• Task prompt:
Swap "bicycle" for "cycling" in the lines from the start of the records up to and including the line with "257,314,283,342", and give those lines again with nothing else changed.

• Given records:
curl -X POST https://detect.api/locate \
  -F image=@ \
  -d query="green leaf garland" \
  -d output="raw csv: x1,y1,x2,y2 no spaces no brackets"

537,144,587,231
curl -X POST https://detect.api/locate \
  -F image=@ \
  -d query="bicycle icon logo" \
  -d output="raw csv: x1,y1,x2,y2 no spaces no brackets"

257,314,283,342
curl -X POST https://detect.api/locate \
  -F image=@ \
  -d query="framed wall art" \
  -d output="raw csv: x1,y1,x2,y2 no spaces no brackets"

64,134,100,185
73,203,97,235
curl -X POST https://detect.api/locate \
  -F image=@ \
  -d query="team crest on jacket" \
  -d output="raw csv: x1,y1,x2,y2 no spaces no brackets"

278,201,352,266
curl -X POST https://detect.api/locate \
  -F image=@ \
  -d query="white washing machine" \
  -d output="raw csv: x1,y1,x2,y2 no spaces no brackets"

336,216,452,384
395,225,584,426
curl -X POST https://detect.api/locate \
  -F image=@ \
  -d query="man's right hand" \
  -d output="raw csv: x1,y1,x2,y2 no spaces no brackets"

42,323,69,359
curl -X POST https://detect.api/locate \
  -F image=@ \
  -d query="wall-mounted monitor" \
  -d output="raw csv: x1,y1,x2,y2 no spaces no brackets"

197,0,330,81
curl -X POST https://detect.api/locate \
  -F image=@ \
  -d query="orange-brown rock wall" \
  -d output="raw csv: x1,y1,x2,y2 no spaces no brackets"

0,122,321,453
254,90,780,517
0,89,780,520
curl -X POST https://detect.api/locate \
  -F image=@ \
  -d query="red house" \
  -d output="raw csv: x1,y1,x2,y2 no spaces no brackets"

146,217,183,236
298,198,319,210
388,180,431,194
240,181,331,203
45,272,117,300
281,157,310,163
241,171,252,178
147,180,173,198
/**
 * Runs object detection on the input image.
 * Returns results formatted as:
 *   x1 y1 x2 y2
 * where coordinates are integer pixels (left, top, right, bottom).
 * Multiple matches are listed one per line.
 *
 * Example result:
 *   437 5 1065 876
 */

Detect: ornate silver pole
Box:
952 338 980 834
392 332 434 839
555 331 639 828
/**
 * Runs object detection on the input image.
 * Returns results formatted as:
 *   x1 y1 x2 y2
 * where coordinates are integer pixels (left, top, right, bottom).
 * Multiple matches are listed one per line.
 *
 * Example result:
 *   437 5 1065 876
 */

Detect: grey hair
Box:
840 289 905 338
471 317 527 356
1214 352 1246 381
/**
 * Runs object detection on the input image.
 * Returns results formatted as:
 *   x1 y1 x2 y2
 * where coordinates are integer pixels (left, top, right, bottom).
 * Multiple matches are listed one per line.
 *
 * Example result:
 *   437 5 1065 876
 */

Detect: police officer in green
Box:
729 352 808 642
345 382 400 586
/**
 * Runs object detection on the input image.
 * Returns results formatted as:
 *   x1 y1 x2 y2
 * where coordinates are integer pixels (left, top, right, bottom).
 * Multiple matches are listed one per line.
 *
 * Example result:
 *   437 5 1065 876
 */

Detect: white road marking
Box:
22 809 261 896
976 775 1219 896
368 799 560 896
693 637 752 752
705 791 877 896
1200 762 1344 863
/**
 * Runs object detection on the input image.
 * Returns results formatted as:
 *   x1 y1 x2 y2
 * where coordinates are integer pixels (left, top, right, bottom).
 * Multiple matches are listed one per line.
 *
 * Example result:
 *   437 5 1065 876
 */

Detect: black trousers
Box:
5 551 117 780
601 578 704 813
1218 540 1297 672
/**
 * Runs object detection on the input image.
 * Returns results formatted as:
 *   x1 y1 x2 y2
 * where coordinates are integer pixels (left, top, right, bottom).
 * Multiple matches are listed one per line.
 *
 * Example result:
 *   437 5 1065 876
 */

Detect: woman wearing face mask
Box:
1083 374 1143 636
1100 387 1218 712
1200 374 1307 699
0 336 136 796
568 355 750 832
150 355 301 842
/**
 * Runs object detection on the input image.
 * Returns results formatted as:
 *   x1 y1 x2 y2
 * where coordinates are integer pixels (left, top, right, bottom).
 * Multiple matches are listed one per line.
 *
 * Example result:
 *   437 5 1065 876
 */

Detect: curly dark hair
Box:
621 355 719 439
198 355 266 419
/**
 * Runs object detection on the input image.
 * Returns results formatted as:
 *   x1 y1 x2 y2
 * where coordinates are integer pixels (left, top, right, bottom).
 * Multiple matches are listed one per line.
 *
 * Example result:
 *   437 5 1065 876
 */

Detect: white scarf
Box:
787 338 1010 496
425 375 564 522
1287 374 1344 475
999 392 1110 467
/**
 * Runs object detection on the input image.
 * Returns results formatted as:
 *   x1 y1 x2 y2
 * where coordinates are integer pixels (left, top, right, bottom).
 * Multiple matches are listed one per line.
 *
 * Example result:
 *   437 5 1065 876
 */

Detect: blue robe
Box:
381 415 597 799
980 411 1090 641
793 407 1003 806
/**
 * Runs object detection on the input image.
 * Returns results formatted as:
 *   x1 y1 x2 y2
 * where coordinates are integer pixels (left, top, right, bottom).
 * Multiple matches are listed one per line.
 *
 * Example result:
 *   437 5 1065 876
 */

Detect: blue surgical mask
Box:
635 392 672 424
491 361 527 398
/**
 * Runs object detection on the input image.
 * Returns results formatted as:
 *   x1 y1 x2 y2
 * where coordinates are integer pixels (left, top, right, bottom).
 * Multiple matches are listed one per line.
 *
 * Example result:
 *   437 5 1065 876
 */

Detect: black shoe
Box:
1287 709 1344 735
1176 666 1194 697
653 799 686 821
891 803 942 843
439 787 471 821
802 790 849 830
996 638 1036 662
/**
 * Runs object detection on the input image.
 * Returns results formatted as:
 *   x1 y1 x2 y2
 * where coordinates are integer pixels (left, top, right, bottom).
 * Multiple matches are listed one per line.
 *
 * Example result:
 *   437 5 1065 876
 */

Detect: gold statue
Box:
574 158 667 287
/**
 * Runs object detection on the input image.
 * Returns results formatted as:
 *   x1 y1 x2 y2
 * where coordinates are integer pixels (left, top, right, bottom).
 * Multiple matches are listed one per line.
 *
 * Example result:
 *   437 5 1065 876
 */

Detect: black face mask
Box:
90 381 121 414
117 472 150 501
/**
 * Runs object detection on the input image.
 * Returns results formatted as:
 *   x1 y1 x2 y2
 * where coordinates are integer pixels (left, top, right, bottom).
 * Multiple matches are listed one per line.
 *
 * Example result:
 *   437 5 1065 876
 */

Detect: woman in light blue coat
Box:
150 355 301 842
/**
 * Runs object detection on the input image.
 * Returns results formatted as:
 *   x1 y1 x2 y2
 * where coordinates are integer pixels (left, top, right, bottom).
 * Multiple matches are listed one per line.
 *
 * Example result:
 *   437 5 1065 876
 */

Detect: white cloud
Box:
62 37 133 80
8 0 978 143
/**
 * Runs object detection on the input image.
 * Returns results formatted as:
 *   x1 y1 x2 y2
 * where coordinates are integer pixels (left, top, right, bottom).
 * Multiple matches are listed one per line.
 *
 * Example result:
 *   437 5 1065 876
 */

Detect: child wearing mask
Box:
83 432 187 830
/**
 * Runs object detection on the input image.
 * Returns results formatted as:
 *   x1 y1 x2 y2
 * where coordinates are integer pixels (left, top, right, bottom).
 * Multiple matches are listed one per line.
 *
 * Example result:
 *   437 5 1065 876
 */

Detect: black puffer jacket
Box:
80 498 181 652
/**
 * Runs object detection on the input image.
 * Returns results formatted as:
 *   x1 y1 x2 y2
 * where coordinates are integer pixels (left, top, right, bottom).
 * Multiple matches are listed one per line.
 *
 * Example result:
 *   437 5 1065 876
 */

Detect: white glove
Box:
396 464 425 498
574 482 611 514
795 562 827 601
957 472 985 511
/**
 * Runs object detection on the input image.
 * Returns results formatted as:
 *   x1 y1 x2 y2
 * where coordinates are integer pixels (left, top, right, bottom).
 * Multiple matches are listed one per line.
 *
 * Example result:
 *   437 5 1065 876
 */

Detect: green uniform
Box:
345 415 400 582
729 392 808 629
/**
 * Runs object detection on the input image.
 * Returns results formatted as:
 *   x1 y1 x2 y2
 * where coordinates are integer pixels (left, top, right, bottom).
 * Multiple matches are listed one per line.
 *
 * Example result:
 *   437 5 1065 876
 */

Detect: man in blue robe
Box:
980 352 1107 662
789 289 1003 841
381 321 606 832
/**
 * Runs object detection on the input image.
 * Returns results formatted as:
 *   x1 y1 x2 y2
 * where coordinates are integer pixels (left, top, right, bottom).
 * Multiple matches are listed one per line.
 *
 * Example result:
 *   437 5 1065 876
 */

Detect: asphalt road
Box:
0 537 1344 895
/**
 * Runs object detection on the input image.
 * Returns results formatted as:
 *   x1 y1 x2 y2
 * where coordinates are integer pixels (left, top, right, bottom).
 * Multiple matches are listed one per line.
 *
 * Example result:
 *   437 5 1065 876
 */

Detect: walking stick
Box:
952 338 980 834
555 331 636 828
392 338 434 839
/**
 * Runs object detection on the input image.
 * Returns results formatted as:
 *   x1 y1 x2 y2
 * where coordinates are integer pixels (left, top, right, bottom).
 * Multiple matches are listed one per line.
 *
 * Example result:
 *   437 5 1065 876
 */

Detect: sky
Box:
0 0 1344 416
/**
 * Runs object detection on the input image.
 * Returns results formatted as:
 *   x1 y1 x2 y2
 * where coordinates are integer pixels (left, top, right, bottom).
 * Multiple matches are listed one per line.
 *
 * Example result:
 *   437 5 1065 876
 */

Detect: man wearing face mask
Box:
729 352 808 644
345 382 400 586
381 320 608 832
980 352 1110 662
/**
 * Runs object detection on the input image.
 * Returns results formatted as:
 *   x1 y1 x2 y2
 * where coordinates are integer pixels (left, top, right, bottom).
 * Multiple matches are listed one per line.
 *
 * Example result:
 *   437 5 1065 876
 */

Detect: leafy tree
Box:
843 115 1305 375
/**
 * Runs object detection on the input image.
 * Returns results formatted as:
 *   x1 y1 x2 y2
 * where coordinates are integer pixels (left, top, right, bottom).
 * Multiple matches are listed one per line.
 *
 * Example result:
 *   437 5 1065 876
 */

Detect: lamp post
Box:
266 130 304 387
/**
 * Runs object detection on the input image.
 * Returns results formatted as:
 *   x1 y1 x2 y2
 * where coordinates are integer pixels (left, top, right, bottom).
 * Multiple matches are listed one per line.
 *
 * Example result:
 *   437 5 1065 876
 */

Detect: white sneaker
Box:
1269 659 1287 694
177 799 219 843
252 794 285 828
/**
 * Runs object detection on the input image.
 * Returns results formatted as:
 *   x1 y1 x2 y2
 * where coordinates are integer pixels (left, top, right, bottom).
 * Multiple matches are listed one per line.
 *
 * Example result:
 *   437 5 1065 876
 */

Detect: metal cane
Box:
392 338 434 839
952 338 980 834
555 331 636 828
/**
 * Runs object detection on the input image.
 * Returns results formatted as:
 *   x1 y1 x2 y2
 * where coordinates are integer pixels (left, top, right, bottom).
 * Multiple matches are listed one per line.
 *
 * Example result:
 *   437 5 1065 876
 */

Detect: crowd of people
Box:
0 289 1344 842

• Expected answer:
curl -X POST https://detect.api/locate \
  -F image=@ \
  -d query="green leaf garland" \
  -d output="raw csv: x1,y1,x2,y2 no spaces no brackets"

537,144,587,231
curl -X POST https://detect.api/locate \
  -F image=@ \
  -d query="cycling icon logo" \
  -d output="raw csv: x1,y1,x2,y2 no spaces no brackets"

257,314,283,342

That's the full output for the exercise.